** Opening EXCERPT TO READ block **

From 13 September until 10 October an exhibition of paintings and drawings by one of Cornwall’s true visionary artists featuring man made landscapes of the China Clay country around St. Austell goes on display at the Wheal Martyn Museum.
The exhibition is the brainchild of Simon McNair Scott who has been collecting Dyson’s work for many years. Simon told Roseland Online why he wanted to put on a show of Dyson’s clay country pictures. “Although in many ways this is a gloomy part of Cornwall – he somehow captures a rare beauty in a man-made environment which I find intriguing.”
Dyson, who was born in St. Mawes in 1936, had been a dentist before he turned to art full time in later life. He returned to St. Mawes to live in 1985 and began to create a large body of work from drawings to sculpture, paintings to ceramics and prints. His total output being two thousand works before he died tragically of throat cancer in 2003.
The paintings and drawings in this special exhibition feature the landscape and pits of the Mid-Cornwall Clay Country including Wheal Martyn and were produced by Dyson between 1985 and 1995.
The exhibition will also include Dyson’s deceptively simple yet sophisticated charcoal drawings. He said that, “a good drawing must have the smell of the day”. The overriding impression of his drawings is their sheer energy and vitality. These are drawings that in a line or a series of marks summarise a building, a road or a piece of machinery. The white of the paper is as important as the charcoal marks he makes.

** Closing EXCERPT TO READ block **
** Opening DATA FOR ANALYSIS block **

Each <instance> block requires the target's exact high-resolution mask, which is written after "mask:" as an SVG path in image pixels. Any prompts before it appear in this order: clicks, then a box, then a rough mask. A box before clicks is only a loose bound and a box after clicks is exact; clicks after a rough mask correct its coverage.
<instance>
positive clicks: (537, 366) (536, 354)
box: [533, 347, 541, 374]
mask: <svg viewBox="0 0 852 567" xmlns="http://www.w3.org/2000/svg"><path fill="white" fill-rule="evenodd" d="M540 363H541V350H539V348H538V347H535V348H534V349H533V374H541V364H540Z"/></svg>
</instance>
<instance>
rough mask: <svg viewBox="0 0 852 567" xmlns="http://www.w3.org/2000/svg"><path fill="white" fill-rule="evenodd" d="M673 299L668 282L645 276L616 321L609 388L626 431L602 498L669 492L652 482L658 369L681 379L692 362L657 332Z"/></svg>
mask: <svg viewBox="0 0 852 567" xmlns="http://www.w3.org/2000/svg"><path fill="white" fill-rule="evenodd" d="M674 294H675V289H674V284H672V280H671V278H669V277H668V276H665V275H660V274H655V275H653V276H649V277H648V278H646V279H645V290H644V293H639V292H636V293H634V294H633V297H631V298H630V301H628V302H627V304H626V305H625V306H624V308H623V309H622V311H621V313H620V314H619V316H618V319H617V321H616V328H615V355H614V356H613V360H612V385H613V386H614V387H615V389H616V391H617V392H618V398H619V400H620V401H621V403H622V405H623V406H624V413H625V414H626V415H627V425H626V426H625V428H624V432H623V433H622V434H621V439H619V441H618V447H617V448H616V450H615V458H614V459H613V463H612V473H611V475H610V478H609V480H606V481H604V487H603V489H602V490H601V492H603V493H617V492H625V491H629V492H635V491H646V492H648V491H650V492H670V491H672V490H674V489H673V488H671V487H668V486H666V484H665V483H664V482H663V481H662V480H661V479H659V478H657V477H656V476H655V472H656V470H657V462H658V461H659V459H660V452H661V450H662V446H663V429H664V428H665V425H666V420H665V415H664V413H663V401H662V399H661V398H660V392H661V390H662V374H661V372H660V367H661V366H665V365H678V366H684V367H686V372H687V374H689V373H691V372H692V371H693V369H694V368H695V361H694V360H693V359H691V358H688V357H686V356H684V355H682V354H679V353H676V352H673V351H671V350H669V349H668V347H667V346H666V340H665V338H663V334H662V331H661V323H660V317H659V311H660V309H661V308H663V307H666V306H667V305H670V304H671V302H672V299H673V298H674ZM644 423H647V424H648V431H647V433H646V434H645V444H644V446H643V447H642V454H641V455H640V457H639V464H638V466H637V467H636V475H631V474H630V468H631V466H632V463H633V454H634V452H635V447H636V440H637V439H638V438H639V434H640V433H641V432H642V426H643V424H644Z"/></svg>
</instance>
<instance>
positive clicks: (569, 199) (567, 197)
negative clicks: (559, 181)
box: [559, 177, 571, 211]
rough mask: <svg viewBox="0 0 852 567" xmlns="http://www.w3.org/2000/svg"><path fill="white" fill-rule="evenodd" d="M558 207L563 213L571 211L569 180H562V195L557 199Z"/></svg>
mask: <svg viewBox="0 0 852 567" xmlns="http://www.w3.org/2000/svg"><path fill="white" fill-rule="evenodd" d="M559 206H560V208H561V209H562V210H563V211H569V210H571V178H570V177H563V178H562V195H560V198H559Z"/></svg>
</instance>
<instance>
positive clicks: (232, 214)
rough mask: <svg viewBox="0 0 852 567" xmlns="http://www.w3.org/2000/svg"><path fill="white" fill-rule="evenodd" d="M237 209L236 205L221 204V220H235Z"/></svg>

** Closing DATA FOR ANALYSIS block **

» **PROBLEM 1**:
Answer these questions about the Dyson exhibition text.
(a) In what town and year was Dyson born?
(b) Between which years did Dyson produce the paintings and drawings in the exhibition?
(c) Who came up with the idea for the exhibition?
» **PROBLEM 2**:
Write a continuation of the text about the Dyson exhibition at the Wheal Martyn Museum, picking up after its last sentence.

» **RESPONSE AREA 1**:
(a) St. Mawes, 1936
(b) Between 1985 and 1995
(c) Simon McNair Scott

» **RESPONSE AREA 2**:
It seems only right that Wheal Martyn Museum, which now tells the story of Cornwall’s vast china clay mining industry, including the history of the places Dyson drew, is hosting this exhibition.
Colin Vallance, Heritage and Operations Director at South West Lakes Trust which manages the Wheal Martyn Museum told Roseland Online, “We are proud to celebrate Dyson’s work at Wheal Martyn and his interesting take on the dramatic clay country landscape which surrounds us. The exhibition provides a unique opportunity for the Museum to welcome a new range of visitors through their appreciation and love of art, enabling them to discover the rich heritage of one of Cornwall’s largest industries. While with us they will see and explore some of the man-made features and industry artefacts which will have inspired Dyson’s work.”
Whether you are an art lover or are interested in the Cornish clay country and its history this exhibition will intrigue and fascinate. The exhibition is open from 10.00am to 5.00pm daily. Admission is free.